(Entries from an annotation dataset)
--------------------------------------------------

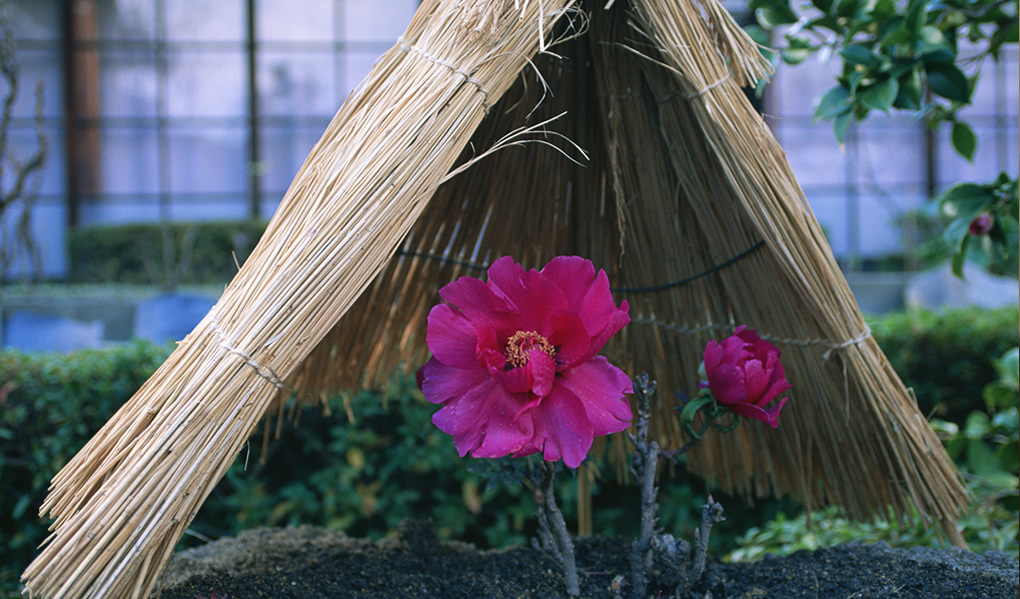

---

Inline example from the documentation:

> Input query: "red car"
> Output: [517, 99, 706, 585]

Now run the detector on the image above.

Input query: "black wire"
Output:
[397, 241, 765, 293]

--------------------------------------------------

YOUR INSTRUCTIONS: Rewrite the listing, changing every "Input query" to "Search phrase" and keeping everything else the same. Leave the pictures out.

RESPONSE:
---

Inline example from the documentation:

> Search phrase: "red car"
> Output: [517, 99, 706, 585]

Now run the detector on the image above.

Search phrase: "black wire"
Output:
[397, 241, 765, 293]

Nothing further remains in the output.